(Elementi da una fonte di dati)
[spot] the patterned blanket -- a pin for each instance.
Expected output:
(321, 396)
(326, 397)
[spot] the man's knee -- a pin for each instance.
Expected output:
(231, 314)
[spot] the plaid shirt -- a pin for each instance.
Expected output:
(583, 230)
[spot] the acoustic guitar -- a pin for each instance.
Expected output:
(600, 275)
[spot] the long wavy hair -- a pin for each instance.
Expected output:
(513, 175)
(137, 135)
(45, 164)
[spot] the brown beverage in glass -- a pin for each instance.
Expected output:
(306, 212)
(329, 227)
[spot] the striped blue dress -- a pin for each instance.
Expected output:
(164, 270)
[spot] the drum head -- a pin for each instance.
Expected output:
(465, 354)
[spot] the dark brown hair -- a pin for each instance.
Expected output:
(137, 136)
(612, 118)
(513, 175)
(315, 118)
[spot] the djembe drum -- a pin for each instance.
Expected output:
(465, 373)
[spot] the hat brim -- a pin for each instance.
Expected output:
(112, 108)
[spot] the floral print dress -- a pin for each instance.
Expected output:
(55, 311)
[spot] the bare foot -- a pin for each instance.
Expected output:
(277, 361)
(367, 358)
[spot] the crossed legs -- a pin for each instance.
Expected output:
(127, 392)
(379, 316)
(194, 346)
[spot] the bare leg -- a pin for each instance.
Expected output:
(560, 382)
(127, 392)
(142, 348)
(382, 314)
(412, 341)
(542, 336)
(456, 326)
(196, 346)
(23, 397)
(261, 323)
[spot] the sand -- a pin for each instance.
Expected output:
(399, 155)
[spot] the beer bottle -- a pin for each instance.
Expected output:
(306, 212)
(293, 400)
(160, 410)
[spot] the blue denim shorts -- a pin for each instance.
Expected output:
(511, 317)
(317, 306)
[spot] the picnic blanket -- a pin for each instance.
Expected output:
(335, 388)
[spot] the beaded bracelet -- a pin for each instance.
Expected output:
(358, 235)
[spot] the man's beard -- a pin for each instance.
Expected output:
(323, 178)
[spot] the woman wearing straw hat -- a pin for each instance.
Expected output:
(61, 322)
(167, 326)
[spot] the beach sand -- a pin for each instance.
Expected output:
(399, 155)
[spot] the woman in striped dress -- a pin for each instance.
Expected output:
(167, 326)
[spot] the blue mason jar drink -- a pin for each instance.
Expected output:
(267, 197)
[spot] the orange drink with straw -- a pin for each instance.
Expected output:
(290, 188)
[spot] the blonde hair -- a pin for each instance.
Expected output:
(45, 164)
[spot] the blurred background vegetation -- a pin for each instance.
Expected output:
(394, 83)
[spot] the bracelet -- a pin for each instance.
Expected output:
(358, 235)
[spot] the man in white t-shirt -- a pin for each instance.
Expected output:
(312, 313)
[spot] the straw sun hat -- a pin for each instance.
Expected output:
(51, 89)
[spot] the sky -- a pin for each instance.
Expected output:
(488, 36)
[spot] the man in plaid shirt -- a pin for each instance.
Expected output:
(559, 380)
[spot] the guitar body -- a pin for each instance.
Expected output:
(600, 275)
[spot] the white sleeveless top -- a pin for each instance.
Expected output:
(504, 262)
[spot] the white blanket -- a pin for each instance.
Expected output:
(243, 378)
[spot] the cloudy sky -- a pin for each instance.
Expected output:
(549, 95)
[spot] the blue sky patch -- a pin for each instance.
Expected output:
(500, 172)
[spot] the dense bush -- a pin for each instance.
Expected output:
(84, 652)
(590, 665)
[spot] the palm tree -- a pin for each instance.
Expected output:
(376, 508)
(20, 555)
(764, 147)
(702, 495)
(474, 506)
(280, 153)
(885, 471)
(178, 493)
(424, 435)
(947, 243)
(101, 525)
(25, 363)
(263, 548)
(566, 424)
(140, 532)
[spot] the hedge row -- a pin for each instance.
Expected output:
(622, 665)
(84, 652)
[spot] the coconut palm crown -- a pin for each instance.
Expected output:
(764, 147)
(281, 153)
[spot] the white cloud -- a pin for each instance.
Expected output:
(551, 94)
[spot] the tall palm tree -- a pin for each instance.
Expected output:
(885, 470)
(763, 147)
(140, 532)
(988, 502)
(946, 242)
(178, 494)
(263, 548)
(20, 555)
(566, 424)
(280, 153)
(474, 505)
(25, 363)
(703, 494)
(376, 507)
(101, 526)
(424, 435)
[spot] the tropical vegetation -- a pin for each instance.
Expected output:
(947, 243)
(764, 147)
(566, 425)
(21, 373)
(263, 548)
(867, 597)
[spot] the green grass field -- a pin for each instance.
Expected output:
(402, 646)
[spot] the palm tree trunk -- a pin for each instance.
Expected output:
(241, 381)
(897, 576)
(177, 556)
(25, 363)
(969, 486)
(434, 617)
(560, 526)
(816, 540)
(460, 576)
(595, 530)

DESCRIZIONE ESERCIZIO. Disponi tutte le righe di questi record in una tabella Markdown con le colonne «Indice» e «Voce». Metti il numero progressivo in «Indice» e la riga in «Voce», omettendo le righe vuote.

RISPOSTA.
| Indice | Voce |
|---|---|
| 1 | [spot] the patterned blanket -- a pin for each instance. |
| 2 | Expected output: |
| 3 | (321, 396) |
| 4 | (326, 397) |
| 5 | [spot] the man's knee -- a pin for each instance. |
| 6 | Expected output: |
| 7 | (231, 314) |
| 8 | [spot] the plaid shirt -- a pin for each instance. |
| 9 | Expected output: |
| 10 | (583, 230) |
| 11 | [spot] the acoustic guitar -- a pin for each instance. |
| 12 | Expected output: |
| 13 | (600, 275) |
| 14 | [spot] the long wavy hair -- a pin for each instance. |
| 15 | Expected output: |
| 16 | (513, 175) |
| 17 | (137, 135) |
| 18 | (45, 164) |
| 19 | [spot] the brown beverage in glass -- a pin for each instance. |
| 20 | Expected output: |
| 21 | (306, 212) |
| 22 | (329, 227) |
| 23 | [spot] the striped blue dress -- a pin for each instance. |
| 24 | Expected output: |
| 25 | (164, 270) |
| 26 | [spot] the drum head -- a pin for each instance. |
| 27 | Expected output: |
| 28 | (465, 354) |
| 29 | [spot] the dark brown hair -- a pin for each instance. |
| 30 | Expected output: |
| 31 | (137, 136) |
| 32 | (612, 118) |
| 33 | (513, 175) |
| 34 | (315, 118) |
| 35 | [spot] the djembe drum -- a pin for each instance. |
| 36 | Expected output: |
| 37 | (465, 373) |
| 38 | [spot] the hat brim -- a pin for each instance. |
| 39 | Expected output: |
| 40 | (112, 108) |
| 41 | [spot] the floral print dress -- a pin for each instance. |
| 42 | Expected output: |
| 43 | (55, 311) |
| 44 | [spot] the bare foot -- a pin for each instance. |
| 45 | Expected output: |
| 46 | (277, 361) |
| 47 | (367, 358) |
| 48 | [spot] the crossed legs -- a pin for each instance. |
| 49 | Expected output: |
| 50 | (127, 392) |
| 51 | (379, 316) |
| 52 | (194, 346) |
| 53 | [spot] the bare leg -- a pin for each instance. |
| 54 | Expected output: |
| 55 | (560, 382) |
| 56 | (127, 392) |
| 57 | (142, 348) |
| 58 | (382, 314) |
| 59 | (412, 341) |
| 60 | (542, 336) |
| 61 | (456, 326) |
| 62 | (196, 346) |
| 63 | (23, 397) |
| 64 | (261, 323) |
| 65 | [spot] the sand -- a pin for each instance. |
| 66 | Expected output: |
| 67 | (399, 155) |
| 68 | [spot] the beer bottle -- a pin for each instance. |
| 69 | Expected output: |
| 70 | (306, 212) |
| 71 | (293, 400) |
| 72 | (160, 410) |
| 73 | [spot] the blue denim shorts -- a pin for each instance. |
| 74 | Expected output: |
| 75 | (511, 317) |
| 76 | (317, 306) |
| 77 | [spot] the picnic blanket -- a pin for each instance. |
| 78 | Expected output: |
| 79 | (335, 388) |
| 80 | [spot] the beaded bracelet -- a pin for each instance. |
| 81 | Expected output: |
| 82 | (358, 235) |
| 83 | [spot] the man's beard -- a pin for each instance. |
| 84 | Expected output: |
| 85 | (323, 178) |
| 86 | [spot] the woman wearing straw hat -- a pin for each instance. |
| 87 | Expected output: |
| 88 | (61, 322) |
| 89 | (167, 326) |
| 90 | [spot] the beach sand -- a pin for each instance. |
| 91 | Expected output: |
| 92 | (399, 155) |
| 93 | [spot] the woman in striped dress -- a pin for each instance. |
| 94 | Expected output: |
| 95 | (167, 326) |
| 96 | [spot] the blue mason jar drink -- a pin for each instance. |
| 97 | Expected output: |
| 98 | (267, 197) |
| 99 | [spot] the orange drink with straw -- a pin for each instance. |
| 100 | Expected output: |
| 101 | (290, 188) |
| 102 | [spot] the blonde hair -- a pin for each instance. |
| 103 | Expected output: |
| 104 | (45, 164) |
| 105 | [spot] the blurred background vegetation -- a pin for each instance. |
| 106 | Expected output: |
| 107 | (394, 83) |
| 108 | [spot] the bracelet -- a pin for each instance. |
| 109 | Expected output: |
| 110 | (358, 235) |
| 111 | [spot] the man in white t-shirt -- a pin for each instance. |
| 112 | Expected output: |
| 113 | (312, 313) |
| 114 | [spot] the straw sun hat -- a pin for each instance. |
| 115 | Expected output: |
| 116 | (51, 89) |
| 117 | [spot] the sky -- a pin for each instance. |
| 118 | Expected output: |
| 119 | (488, 36) |
| 120 | [spot] the man in plaid shirt -- a pin for each instance. |
| 121 | Expected output: |
| 122 | (559, 380) |
| 123 | [spot] the guitar body -- a pin for each instance. |
| 124 | Expected output: |
| 125 | (600, 275) |
| 126 | [spot] the white sleeveless top -- a pin for each instance. |
| 127 | Expected output: |
| 128 | (504, 262) |
| 129 | [spot] the white blanket -- a pin for each instance. |
| 130 | Expected output: |
| 131 | (243, 378) |
| 132 | [spot] the cloudy sky -- a pin for each instance. |
| 133 | Expected output: |
| 134 | (549, 95) |
| 135 | [spot] the blue sky patch -- a pin for each instance. |
| 136 | Expected output: |
| 137 | (500, 172) |
| 138 | [spot] the dense bush -- a pin for each instance. |
| 139 | Expected output: |
| 140 | (84, 652) |
| 141 | (590, 665) |
| 142 | [spot] the palm tree -- a pin for each instance. |
| 143 | Expected output: |
| 144 | (376, 508) |
| 145 | (20, 555) |
| 146 | (764, 147) |
| 147 | (702, 495) |
| 148 | (474, 506) |
| 149 | (280, 153) |
| 150 | (885, 471) |
| 151 | (178, 493) |
| 152 | (424, 435) |
| 153 | (947, 243) |
| 154 | (101, 525) |
| 155 | (25, 363) |
| 156 | (263, 548) |
| 157 | (566, 424) |
| 158 | (140, 532) |
| 159 | [spot] the hedge row -- a pin for each instance. |
| 160 | Expected output: |
| 161 | (622, 665) |
| 162 | (84, 652) |
| 163 | [spot] the coconut palm crown -- a pin for each instance. |
| 164 | Expected output: |
| 165 | (764, 147) |
| 166 | (281, 153) |
| 167 | [spot] the white cloud -- a pin for each instance. |
| 168 | Expected output: |
| 169 | (551, 94) |
| 170 | [spot] the tall palm tree -- a pin for each instance. |
| 171 | Expected output: |
| 172 | (885, 470) |
| 173 | (763, 147) |
| 174 | (140, 532) |
| 175 | (988, 502) |
| 176 | (946, 242) |
| 177 | (178, 494) |
| 178 | (263, 548) |
| 179 | (20, 555) |
| 180 | (566, 424) |
| 181 | (280, 153) |
| 182 | (474, 505) |
| 183 | (25, 363) |
| 184 | (703, 494) |
| 185 | (376, 507) |
| 186 | (101, 526) |
| 187 | (424, 435) |
| 188 | [spot] the tropical vegetation -- a pin for each instance. |
| 189 | Expected output: |
| 190 | (947, 243) |
| 191 | (764, 147) |
| 192 | (566, 425) |
| 193 | (21, 373) |
| 194 | (263, 548) |
| 195 | (867, 597) |
| 196 | [spot] the green grass field -- a pin for each instance. |
| 197 | Expected output: |
| 198 | (402, 646) |
| 199 | [spot] the palm tree trunk -- a pin for each instance. |
| 200 | Expected output: |
| 201 | (241, 381) |
| 202 | (897, 576) |
| 203 | (177, 556) |
| 204 | (25, 363) |
| 205 | (969, 486) |
| 206 | (434, 617) |
| 207 | (560, 526) |
| 208 | (816, 540) |
| 209 | (460, 576) |
| 210 | (595, 530) |